- [WORK ORDER]:
Extract each line of the material below that contains the string "positive".

====

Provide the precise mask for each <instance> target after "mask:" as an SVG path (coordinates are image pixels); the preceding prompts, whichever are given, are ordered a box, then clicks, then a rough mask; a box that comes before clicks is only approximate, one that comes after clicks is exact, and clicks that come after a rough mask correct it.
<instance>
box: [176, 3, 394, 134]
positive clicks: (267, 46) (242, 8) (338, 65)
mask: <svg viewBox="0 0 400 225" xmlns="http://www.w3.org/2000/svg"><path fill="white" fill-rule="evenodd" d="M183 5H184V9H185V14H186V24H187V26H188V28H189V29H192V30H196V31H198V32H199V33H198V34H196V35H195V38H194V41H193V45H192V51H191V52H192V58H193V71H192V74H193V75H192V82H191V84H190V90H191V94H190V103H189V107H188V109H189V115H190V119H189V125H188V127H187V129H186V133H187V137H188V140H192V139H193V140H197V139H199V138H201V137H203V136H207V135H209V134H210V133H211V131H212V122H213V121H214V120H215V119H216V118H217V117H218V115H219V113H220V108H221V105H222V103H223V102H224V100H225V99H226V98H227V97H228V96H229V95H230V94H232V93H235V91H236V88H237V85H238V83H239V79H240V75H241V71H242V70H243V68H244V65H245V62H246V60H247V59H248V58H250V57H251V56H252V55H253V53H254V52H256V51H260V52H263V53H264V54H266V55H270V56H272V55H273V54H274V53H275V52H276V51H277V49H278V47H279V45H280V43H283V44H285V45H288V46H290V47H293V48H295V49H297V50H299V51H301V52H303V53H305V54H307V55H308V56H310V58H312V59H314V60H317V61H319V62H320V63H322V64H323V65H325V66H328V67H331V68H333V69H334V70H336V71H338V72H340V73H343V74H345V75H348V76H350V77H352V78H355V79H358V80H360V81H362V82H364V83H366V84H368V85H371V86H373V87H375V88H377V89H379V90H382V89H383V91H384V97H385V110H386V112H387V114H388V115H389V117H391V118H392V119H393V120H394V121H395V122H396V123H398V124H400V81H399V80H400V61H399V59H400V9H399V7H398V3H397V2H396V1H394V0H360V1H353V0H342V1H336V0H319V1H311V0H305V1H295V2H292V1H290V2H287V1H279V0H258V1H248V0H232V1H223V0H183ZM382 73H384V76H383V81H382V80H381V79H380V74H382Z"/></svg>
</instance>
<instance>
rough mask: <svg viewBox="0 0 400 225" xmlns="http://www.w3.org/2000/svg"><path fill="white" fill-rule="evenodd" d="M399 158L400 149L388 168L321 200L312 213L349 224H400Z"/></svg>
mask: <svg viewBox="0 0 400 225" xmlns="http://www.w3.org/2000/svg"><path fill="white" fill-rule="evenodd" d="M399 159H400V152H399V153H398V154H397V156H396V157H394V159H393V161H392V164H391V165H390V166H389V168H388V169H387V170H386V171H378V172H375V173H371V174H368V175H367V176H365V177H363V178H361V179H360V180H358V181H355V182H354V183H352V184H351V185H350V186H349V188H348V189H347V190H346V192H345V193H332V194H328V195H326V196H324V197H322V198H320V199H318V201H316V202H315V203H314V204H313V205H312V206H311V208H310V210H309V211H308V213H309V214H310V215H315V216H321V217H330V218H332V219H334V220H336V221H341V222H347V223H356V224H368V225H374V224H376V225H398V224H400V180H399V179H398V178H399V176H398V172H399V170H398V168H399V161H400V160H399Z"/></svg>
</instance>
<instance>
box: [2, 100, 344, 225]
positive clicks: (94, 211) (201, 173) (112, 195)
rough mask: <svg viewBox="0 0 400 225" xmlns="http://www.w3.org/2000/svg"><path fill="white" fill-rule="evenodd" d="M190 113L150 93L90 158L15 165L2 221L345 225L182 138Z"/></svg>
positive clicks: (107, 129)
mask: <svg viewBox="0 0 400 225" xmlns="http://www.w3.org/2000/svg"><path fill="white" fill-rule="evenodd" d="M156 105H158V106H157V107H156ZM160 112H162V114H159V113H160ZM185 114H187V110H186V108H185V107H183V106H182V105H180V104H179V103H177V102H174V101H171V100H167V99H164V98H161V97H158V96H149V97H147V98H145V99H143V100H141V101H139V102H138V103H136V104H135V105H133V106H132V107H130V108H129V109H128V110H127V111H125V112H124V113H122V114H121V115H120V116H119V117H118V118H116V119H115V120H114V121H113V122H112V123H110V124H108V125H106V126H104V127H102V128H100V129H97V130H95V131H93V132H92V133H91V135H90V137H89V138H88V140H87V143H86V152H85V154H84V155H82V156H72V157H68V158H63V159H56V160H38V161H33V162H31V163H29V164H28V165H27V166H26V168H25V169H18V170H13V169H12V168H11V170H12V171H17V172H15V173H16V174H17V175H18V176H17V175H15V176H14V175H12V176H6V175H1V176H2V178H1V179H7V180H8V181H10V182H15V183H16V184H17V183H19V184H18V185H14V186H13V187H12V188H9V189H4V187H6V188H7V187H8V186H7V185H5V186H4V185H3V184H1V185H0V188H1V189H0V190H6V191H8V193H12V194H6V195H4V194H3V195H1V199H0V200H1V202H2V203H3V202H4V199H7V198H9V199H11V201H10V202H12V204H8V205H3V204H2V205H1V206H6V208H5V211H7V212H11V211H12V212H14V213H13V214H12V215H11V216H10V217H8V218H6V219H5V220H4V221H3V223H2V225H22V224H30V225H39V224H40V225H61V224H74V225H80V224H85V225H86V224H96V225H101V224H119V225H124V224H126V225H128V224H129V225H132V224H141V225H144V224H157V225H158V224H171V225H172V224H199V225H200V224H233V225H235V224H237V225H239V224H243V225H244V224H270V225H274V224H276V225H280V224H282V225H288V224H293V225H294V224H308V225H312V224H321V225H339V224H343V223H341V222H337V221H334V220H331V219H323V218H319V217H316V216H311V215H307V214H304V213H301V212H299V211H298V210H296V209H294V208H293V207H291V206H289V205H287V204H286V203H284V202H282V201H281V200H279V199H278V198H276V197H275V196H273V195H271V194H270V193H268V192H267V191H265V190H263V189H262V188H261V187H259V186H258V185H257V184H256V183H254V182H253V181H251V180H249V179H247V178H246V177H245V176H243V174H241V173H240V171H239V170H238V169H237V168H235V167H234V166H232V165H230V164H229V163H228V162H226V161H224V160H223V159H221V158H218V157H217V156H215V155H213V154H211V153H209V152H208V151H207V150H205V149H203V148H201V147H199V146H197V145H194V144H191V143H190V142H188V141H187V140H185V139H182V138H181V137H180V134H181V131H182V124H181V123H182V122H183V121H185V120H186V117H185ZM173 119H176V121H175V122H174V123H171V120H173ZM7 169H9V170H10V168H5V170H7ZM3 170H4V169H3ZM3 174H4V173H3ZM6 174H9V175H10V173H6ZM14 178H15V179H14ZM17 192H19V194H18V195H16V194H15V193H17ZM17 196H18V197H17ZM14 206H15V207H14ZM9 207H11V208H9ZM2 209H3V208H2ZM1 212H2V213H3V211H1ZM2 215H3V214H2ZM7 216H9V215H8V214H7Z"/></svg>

====

- [EXPECTED ANSWER]:
positive clicks: (267, 46) (242, 8) (338, 65)
positive clicks: (94, 211) (201, 173) (112, 195)
positive clicks: (107, 129)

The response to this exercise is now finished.